# Texte fourni
Ces derniers ont développé des stratégies étonnantes
pour assurer leur survie et leur reproduction. L’une de ces stratégies
est la manipulation du phénotype de leurs hôtes intermédiaires.
Le phénotype se réfère à toutes les caractéristiques
observables d’un organisme, y compris son comportement, sa morphologie
(forme et structure), sa physiologie et d’autres traits. La modification
du phénotype permet de rendre l’hôte intermédiaire
plus attrayant pour l’hôte définitif et augmenter les chances
de survie et de reproduction du parasite.
Récemment, une étude menée par une équipe de l’Université
Johannes Gutenberg en Allemagne, a révélé que les fourmis
du chêne (Temnothorax nylanderi) peuvent être infectées
par un ténia parasite qui, étonnamment, prolonge leur vie par
des changements dans le comportement, la morphologie et la coloration de la
fourmi. Les mécanismes impliqués étaient jusqu’à
présent inconnus. L’étude est publiée sur la plateforme
bioRvix.
Les chercheurs se sont concentrés sur le cestode Anomotaenia brevis.

# Source des données
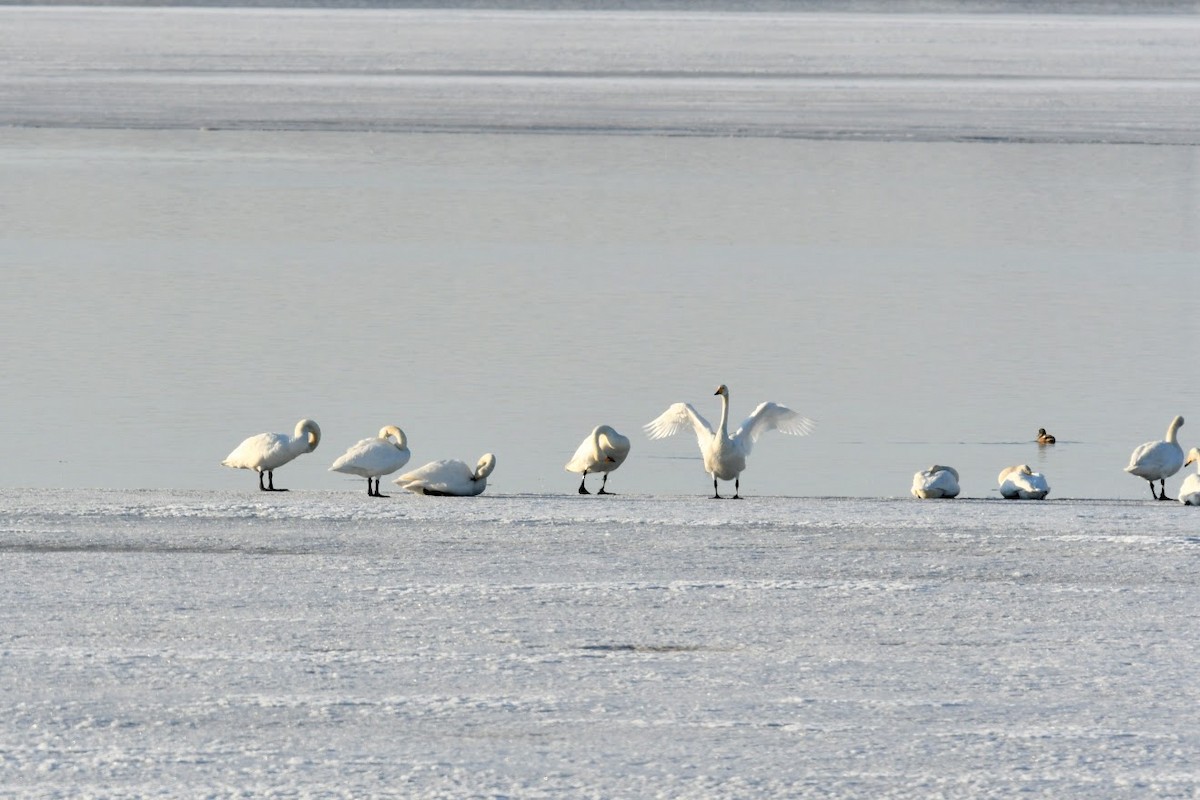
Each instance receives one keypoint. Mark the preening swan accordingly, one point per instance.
(603, 451)
(725, 456)
(449, 477)
(1189, 493)
(267, 452)
(1157, 461)
(937, 481)
(1021, 482)
(373, 457)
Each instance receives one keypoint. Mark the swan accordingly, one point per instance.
(265, 452)
(1189, 493)
(725, 456)
(449, 477)
(1157, 461)
(603, 451)
(1021, 482)
(937, 481)
(370, 458)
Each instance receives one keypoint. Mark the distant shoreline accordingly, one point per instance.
(1115, 7)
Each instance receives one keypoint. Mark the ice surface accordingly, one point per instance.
(324, 644)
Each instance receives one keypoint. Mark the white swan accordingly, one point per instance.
(603, 451)
(937, 481)
(267, 452)
(725, 456)
(370, 458)
(1157, 461)
(1021, 482)
(449, 477)
(1189, 493)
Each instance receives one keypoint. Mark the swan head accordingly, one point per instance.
(311, 429)
(393, 431)
(485, 467)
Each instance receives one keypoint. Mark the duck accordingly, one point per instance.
(373, 457)
(1157, 461)
(1189, 493)
(265, 452)
(936, 482)
(1020, 482)
(450, 477)
(603, 451)
(725, 456)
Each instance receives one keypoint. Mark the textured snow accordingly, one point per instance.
(324, 644)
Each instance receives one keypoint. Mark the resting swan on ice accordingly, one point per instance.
(449, 477)
(603, 451)
(725, 456)
(1021, 482)
(935, 482)
(1157, 461)
(265, 452)
(1189, 493)
(373, 457)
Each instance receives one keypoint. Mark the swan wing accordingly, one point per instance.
(676, 419)
(772, 416)
(371, 458)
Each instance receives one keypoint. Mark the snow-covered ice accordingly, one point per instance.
(324, 644)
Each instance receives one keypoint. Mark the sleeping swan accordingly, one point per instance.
(603, 451)
(1021, 482)
(370, 458)
(267, 452)
(937, 481)
(1189, 493)
(725, 456)
(449, 477)
(1157, 461)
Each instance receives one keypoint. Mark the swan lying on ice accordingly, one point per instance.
(373, 457)
(265, 452)
(937, 481)
(725, 456)
(1021, 482)
(1189, 493)
(603, 451)
(449, 477)
(1157, 461)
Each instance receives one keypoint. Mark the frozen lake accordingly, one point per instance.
(316, 644)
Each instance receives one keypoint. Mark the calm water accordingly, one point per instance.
(169, 292)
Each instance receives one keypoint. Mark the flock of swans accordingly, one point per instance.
(724, 456)
(1152, 461)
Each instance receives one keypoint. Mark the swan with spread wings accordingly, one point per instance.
(725, 456)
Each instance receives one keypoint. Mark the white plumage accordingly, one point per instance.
(1021, 482)
(373, 457)
(603, 451)
(265, 452)
(935, 482)
(449, 477)
(725, 456)
(1157, 461)
(1189, 493)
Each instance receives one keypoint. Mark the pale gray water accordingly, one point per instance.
(169, 292)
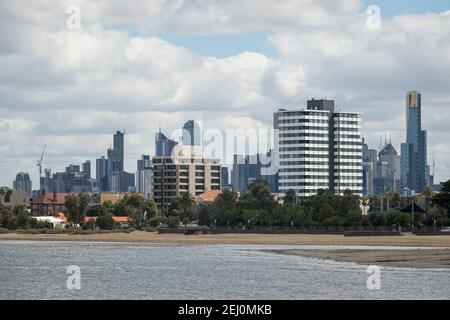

# Exercices
A – Dans le texte fourni, recopiez le passage qui débute aux mots « Ces derniers ont » et s'arrête après « leurs hôtes intermédiaires. », en remplaçant « stratégies » par « tactiques », s'il vous plaît.
B – Répondez à ces questions d'après le texte fourni.
(i) Quelle espèce de fourmi peut être infectée par le ténia parasite ?
(ii) Sur quelle plateforme l'étude est-elle publiée ?
(iii) Sur quel cestode les chercheurs se sont-ils concentrés ?
La liste n'est pas nécessaire pour répondre.

# Réponses par exercice
A –
Ces derniers ont développé des tactiques étonnantes
pour assurer leur survie et leur reproduction. L’une de ces tactiques
est la manipulation du phénotype de leurs hôtes intermédiaires.

B –
(i) La fourmi du chêne (Temnothorax nylanderi).
(ii) bioRvix.
(iii) Anomotaenia brevis.